RECORDED DATA:

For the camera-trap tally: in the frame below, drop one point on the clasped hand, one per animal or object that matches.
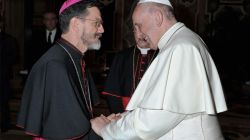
(99, 122)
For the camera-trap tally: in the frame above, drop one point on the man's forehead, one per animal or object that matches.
(94, 12)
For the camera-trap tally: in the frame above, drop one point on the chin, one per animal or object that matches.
(95, 46)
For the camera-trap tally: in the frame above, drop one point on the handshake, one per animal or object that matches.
(99, 122)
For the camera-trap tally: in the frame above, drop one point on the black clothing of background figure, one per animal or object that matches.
(8, 56)
(125, 73)
(40, 43)
(58, 102)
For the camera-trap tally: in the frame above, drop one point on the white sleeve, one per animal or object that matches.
(142, 124)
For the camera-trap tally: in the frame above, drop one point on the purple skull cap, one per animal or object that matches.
(67, 4)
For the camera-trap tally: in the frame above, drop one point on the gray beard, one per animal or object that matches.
(95, 46)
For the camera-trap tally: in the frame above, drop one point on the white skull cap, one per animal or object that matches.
(165, 2)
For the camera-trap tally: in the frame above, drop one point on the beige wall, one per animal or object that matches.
(14, 25)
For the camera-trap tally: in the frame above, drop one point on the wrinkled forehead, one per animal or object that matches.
(93, 12)
(140, 12)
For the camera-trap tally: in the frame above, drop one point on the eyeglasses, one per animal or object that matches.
(97, 23)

REQUIRED TASK:
Print the records above exactly as they stand, but leave out the pictures.

WORKED SOLUTION:
For the camera-trap tally: in the frame below, drop one point on the clasped hand, one per animal or object that matches.
(99, 122)
For the camera-trap tally: in the frame above, drop one point on the man's forehead, one per animal or object that matches.
(94, 12)
For the camera-trap tally: in the frame above, drop one point on the chin, one per animal or object that matches.
(95, 46)
For the camera-trap tally: in the frame above, drop one point on the handshake, one per animal or object that matches.
(99, 122)
For the camera-trap tally: in the frame above, drop one point on the black clothing of background figure, one per animal or object that matches.
(8, 56)
(125, 73)
(40, 43)
(58, 102)
For the camera-trap tally: in the frame above, drop one point on the white sleeve, one per animal or object that matches.
(142, 124)
For the camera-trap tally: in the frame above, drop one point on the purple skull cap, one per animal or object that matches.
(67, 4)
For the camera-trap tally: in the frame above, drop one point on the gray beard, one per animal or object that matches.
(95, 46)
For the camera-trap tally: in the frame above, drop one point on the white skull cap, one per animal or object that matches.
(165, 2)
For the camera-trap tally: in the frame above, drop one point on the beige wall, one per animal or object that matches.
(14, 25)
For the camera-trap tally: in the frame above, drop one point on the wrinkled forehead, one per animal or object that matches.
(93, 12)
(140, 12)
For the camera-trap tally: in the frame above, drop one point on the eyeglasses, one per animal or object that matches.
(97, 23)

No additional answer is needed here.